* **Extracted records**
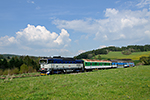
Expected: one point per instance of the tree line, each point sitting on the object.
(125, 50)
(16, 65)
(145, 60)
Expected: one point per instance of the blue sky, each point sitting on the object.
(70, 27)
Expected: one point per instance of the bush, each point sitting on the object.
(23, 68)
(126, 52)
(1, 72)
(6, 72)
(15, 71)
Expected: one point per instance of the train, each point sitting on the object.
(60, 64)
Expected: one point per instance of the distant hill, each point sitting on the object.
(121, 51)
(119, 55)
(9, 55)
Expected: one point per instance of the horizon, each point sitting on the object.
(69, 28)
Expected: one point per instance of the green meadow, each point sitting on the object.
(119, 84)
(119, 55)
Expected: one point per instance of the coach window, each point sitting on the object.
(91, 64)
(85, 63)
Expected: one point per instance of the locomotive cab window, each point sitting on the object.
(43, 61)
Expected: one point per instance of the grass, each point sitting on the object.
(119, 55)
(128, 83)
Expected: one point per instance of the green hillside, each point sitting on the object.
(119, 55)
(112, 84)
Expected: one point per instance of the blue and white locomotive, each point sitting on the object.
(60, 65)
(64, 65)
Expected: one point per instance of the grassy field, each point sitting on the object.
(119, 55)
(121, 84)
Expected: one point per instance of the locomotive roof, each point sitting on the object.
(91, 60)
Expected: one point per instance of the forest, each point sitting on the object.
(125, 50)
(18, 64)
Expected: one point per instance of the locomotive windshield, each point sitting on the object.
(43, 61)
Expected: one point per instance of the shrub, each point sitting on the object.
(15, 71)
(6, 72)
(23, 68)
(1, 72)
(126, 52)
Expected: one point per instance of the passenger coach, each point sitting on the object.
(60, 65)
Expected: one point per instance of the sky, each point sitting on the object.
(71, 27)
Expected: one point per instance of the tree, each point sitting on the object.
(23, 68)
(12, 62)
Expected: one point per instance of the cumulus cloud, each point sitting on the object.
(37, 37)
(6, 41)
(117, 25)
(40, 36)
(143, 3)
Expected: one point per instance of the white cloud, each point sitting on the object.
(40, 36)
(124, 25)
(63, 37)
(109, 12)
(6, 41)
(143, 3)
(37, 37)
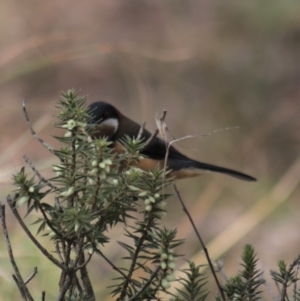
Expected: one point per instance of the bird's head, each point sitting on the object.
(105, 117)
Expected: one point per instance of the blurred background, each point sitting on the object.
(212, 65)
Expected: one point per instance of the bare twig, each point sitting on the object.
(43, 296)
(42, 179)
(147, 283)
(107, 260)
(35, 271)
(64, 289)
(287, 277)
(88, 288)
(58, 252)
(32, 238)
(139, 136)
(84, 263)
(159, 123)
(201, 242)
(49, 224)
(18, 278)
(21, 289)
(34, 134)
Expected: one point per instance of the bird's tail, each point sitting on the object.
(190, 168)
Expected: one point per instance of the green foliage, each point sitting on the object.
(194, 284)
(244, 286)
(95, 190)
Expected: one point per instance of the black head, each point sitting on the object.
(105, 117)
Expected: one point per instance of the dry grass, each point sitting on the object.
(211, 66)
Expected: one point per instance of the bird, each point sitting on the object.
(111, 123)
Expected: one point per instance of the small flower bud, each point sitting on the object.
(31, 189)
(71, 124)
(95, 163)
(165, 284)
(152, 199)
(147, 202)
(171, 277)
(108, 162)
(102, 165)
(133, 188)
(171, 257)
(68, 134)
(142, 194)
(23, 199)
(92, 181)
(172, 265)
(138, 227)
(94, 171)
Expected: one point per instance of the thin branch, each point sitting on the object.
(287, 277)
(58, 252)
(49, 224)
(42, 179)
(18, 278)
(64, 289)
(84, 263)
(154, 134)
(148, 282)
(88, 288)
(32, 238)
(35, 271)
(139, 136)
(34, 134)
(111, 264)
(201, 242)
(21, 289)
(43, 296)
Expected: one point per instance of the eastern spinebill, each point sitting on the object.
(111, 123)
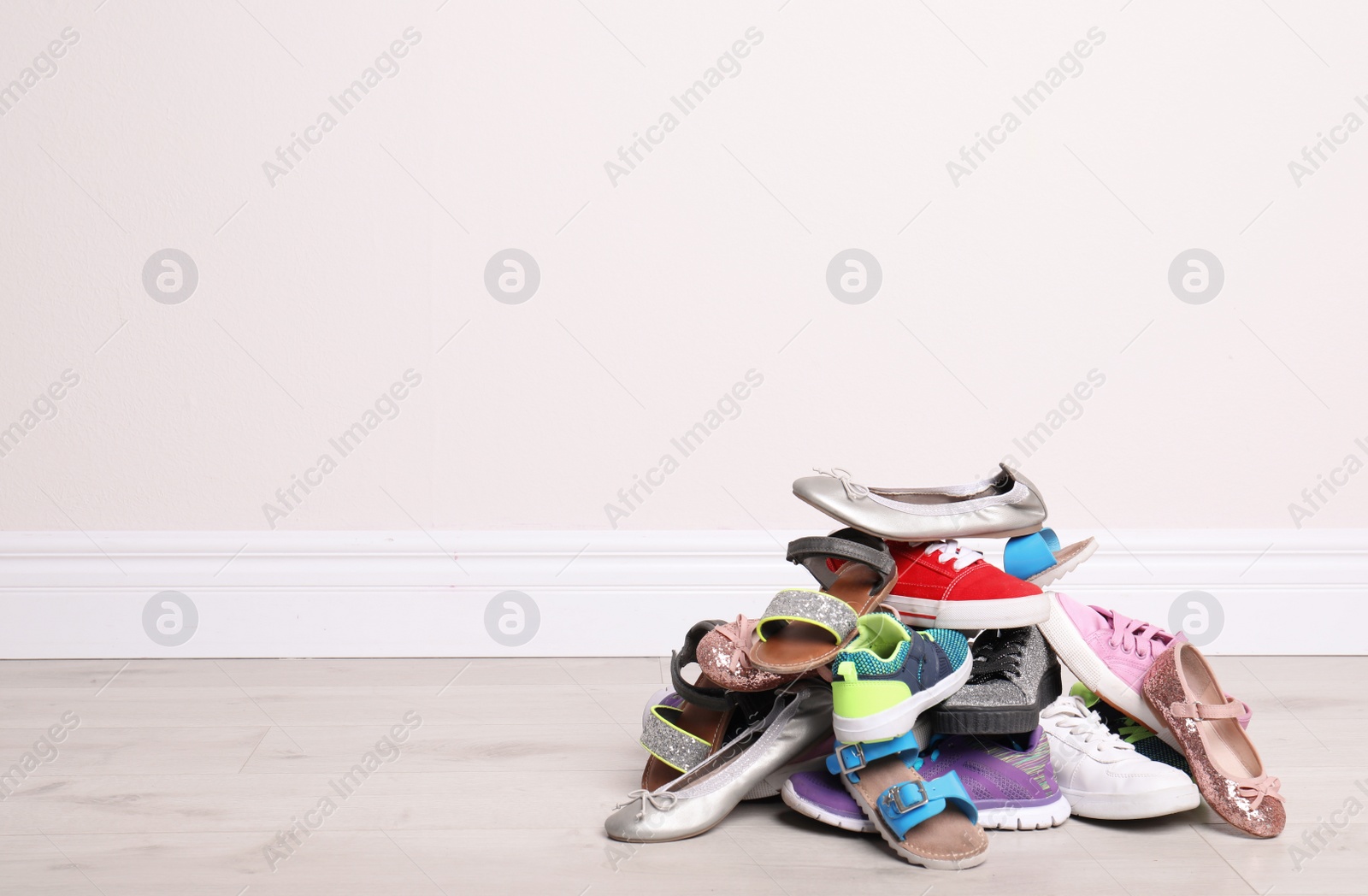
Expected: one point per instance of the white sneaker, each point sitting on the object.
(1101, 776)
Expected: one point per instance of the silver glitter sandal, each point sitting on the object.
(754, 759)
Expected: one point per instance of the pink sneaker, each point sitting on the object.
(1112, 654)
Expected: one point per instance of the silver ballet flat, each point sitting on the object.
(1000, 506)
(699, 799)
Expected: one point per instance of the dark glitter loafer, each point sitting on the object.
(1016, 676)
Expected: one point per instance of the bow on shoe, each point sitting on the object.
(663, 802)
(746, 638)
(1258, 791)
(852, 490)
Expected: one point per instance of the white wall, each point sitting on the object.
(709, 260)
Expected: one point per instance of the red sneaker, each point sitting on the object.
(941, 585)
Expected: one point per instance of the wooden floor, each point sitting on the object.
(181, 776)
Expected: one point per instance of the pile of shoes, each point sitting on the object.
(917, 693)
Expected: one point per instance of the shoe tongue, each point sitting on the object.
(1159, 635)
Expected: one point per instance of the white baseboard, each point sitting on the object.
(597, 594)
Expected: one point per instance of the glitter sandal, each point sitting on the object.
(756, 759)
(681, 738)
(804, 628)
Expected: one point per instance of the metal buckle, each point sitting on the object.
(840, 758)
(893, 798)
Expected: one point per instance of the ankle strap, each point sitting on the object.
(1190, 709)
(852, 545)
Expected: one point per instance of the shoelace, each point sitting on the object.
(952, 551)
(1000, 654)
(663, 802)
(852, 490)
(1256, 793)
(1133, 635)
(1088, 725)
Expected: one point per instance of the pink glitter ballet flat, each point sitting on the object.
(1183, 693)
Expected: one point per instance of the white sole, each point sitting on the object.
(773, 784)
(1094, 675)
(1059, 571)
(1026, 817)
(898, 720)
(1125, 806)
(817, 813)
(973, 615)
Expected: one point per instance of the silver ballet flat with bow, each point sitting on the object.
(1000, 506)
(698, 800)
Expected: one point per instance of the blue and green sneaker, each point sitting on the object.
(891, 674)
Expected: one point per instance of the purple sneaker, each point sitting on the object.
(820, 795)
(1009, 777)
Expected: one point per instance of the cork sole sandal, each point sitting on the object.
(932, 824)
(805, 628)
(681, 738)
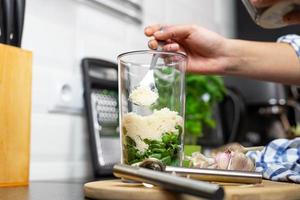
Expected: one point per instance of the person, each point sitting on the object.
(211, 53)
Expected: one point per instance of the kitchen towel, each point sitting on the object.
(279, 160)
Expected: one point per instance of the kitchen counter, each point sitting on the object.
(44, 191)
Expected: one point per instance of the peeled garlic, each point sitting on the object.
(240, 161)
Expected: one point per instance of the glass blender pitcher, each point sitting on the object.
(151, 106)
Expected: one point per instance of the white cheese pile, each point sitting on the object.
(143, 96)
(151, 126)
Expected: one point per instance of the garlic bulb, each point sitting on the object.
(228, 160)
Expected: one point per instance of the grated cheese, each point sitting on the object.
(143, 96)
(151, 126)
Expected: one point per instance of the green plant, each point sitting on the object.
(166, 149)
(202, 93)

* **Description of the task**
The entries above need to be repeated word for word, minus their pictures.

* **Finished task**
Expected: one point per instance of the tree line, each point sitting on the object.
(125, 50)
(16, 65)
(145, 60)
Expected: one point per instance of the blue sky, each point sitting on the object.
(70, 27)
Expected: one point per instance of the bush, each point sitting on the object.
(23, 68)
(126, 52)
(1, 72)
(6, 72)
(15, 71)
Expected: one point per instance of the train, each point sitting on the object.
(60, 64)
Expected: one point per instance of the distant hill, each point sitting on the object.
(121, 51)
(119, 55)
(9, 55)
Expected: one point per instance of the horizon, each point sitting on the object.
(69, 28)
Expected: one point per instance of the green meadow, each point sitting on the object.
(119, 84)
(119, 55)
Expected: one point per instance of the coach window, each point sitting on the object.
(91, 64)
(85, 63)
Expected: one point per instance of the locomotive cab window, each point sitting on the object.
(43, 61)
Expected: one point per instance of the grass, each point sitting on the object.
(119, 55)
(128, 83)
Expected: one point per instance of the green hillside, each point sitting on the object.
(119, 55)
(112, 84)
Expected: one point per instance of the blue and white locomotive, each point sitting on the object.
(60, 65)
(64, 65)
Expected: one point per instance of the grassy field, each point sitting on the object.
(119, 55)
(121, 84)
Expected: one point per instance of the locomotive roof, each point sitting on the object.
(91, 60)
Expected: one point per instance of the forest, each point sitting on the object.
(125, 50)
(18, 64)
Expected: one point per instance of the locomotive windshield, each point sitting on the object.
(43, 61)
Expected: one point per instance of the shrub, each point sitting on the object.
(15, 71)
(6, 72)
(23, 68)
(1, 72)
(126, 52)
Expected: one point per instance of the passenger coach, each point sitting on the object.
(60, 65)
Expected: one point per instance of the sky, each point sitting on the object.
(71, 27)
Expected: one point per instance of the tree, each point sitting on the object.
(23, 68)
(12, 62)
Expected: one point per instance of the cumulus cloud, each point sitting on the object.
(37, 37)
(6, 41)
(117, 25)
(40, 36)
(143, 3)
Expected: one point per instance of the white cloud, each point sitting on the object.
(40, 36)
(124, 25)
(63, 37)
(109, 12)
(6, 41)
(143, 3)
(37, 37)
Expected: one point per instance of the bird's head, each point sitting on the object.
(105, 117)
Expected: one point per instance of the blurred background, each point sitting on the object.
(212, 65)
Expected: one point per instance of the bare twig, each point sitting on the object.
(43, 296)
(42, 179)
(147, 283)
(107, 260)
(35, 271)
(64, 289)
(287, 277)
(88, 288)
(58, 252)
(32, 238)
(139, 136)
(84, 263)
(159, 123)
(201, 242)
(49, 224)
(18, 278)
(21, 289)
(34, 134)
Expected: one point per instance of the bird's tail, each point sitting on the object.
(190, 168)
Expected: one point per instance of the green foliage, each point sitting on the object.
(194, 284)
(244, 286)
(95, 190)
Expected: one point per instance of the black head, each point sitting on the object.
(105, 117)
Expected: one point per instance of the dry grass, each point sitting on the object.
(211, 66)
Expected: one point per instance of the bird, each point sitting on the object.
(111, 123)
Expected: one point per instance of the small flower bud, each point sitting on the object.
(31, 189)
(71, 124)
(95, 163)
(165, 284)
(152, 199)
(147, 202)
(171, 277)
(108, 162)
(102, 165)
(133, 188)
(171, 257)
(68, 134)
(142, 194)
(23, 199)
(92, 181)
(172, 265)
(138, 227)
(94, 171)
Expected: one point per instance of the thin branch, each point sitting on the object.
(287, 277)
(58, 252)
(49, 224)
(42, 179)
(18, 278)
(64, 289)
(84, 263)
(154, 134)
(148, 282)
(88, 288)
(32, 238)
(35, 271)
(139, 136)
(34, 134)
(111, 264)
(201, 242)
(21, 289)
(43, 296)
Expected: one point per instance of the eastern spinebill, each point sitting on the object.
(111, 123)
Expected: one point per instance of the white sneaker, each point sitting on the object.
(1101, 776)
Expected: one point per instance of the silver glitter sandal, each point sitting on the object.
(754, 759)
Expected: one point per instance of the pink sneaker, each point sitting on the object.
(1112, 654)
Expected: one point per instance of the silver ballet flat, each point sitting on the object.
(1000, 506)
(699, 799)
Expected: one point per instance of the dark glitter loafer, each point sitting on the object.
(1016, 676)
Expected: one point per instance of the bow on shoe, each point sitting on the object.
(663, 802)
(746, 638)
(1258, 791)
(852, 490)
Expected: one point per instance of the white wall, each point sitting on the object.
(709, 260)
Expected: one point per instance of the red sneaker, each point sitting on the object.
(941, 585)
Expected: one point per instance of the wooden floor, each point sitting on the object.
(181, 776)
Expected: one point per instance of the pile of shoes, each point sitting on the object.
(917, 693)
Expected: one point per instance of the shoe tongue, each point sitting on the object.
(1159, 635)
Expected: one point per instance of the white baseboard, each point sitting on the object.
(597, 594)
Expected: one point per instance of the glitter sandal, each point sitting on the object.
(756, 759)
(681, 738)
(804, 628)
Expected: one point per instance of the metal buckle, each point sitting on the object.
(840, 758)
(893, 798)
Expected: one point per instance of the ankle strap, each point sitting on the object.
(1190, 709)
(852, 545)
Expected: one point per instance of the shoelace, each point sitting on the object.
(952, 551)
(1000, 654)
(663, 802)
(852, 490)
(1256, 793)
(1133, 635)
(1088, 725)
Expected: one point per instance of the pink glitter ballet flat, each point sitting on the object.
(1183, 693)
Expected: one point per instance of the white sole, each point sitting on the object.
(773, 784)
(1094, 675)
(1059, 571)
(1026, 817)
(898, 720)
(1125, 806)
(817, 813)
(973, 615)
Expected: one point per instance of the silver ballet flat with bow, each point sitting on the object.
(1000, 506)
(698, 800)
Expected: one point per instance of the blue and green sneaker, each point sitting on the object.
(891, 674)
Expected: one point per instance of the purple sneaker, each point sitting on the object.
(820, 795)
(1009, 777)
Expected: one point per instance of the cork sole sandal, each point sitting on the object.
(932, 824)
(805, 628)
(681, 738)
Expected: one point per instance of the person, each point sitting on the object.
(211, 53)
Expected: one point per instance of the kitchen towel, each point sitting on the object.
(279, 160)
Expected: one point per instance of the kitchen counter, each point sitting on the object.
(44, 191)
Expected: one point per instance of the peeled garlic, each point sitting on the object.
(240, 161)
Expected: one point per instance of the glass blender pitcher, each point sitting on the object.
(151, 106)
Expected: one point per instance of the white cheese pile, each point sitting on the object.
(143, 96)
(151, 126)
Expected: one point per instance of the garlic bulb, each point sitting on the object.
(228, 160)
Expected: one point per instance of the grated cheese, each point sitting on the object.
(143, 96)
(151, 126)
Expected: one point per instance of the green plant, each point sitting on the object.
(166, 149)
(202, 93)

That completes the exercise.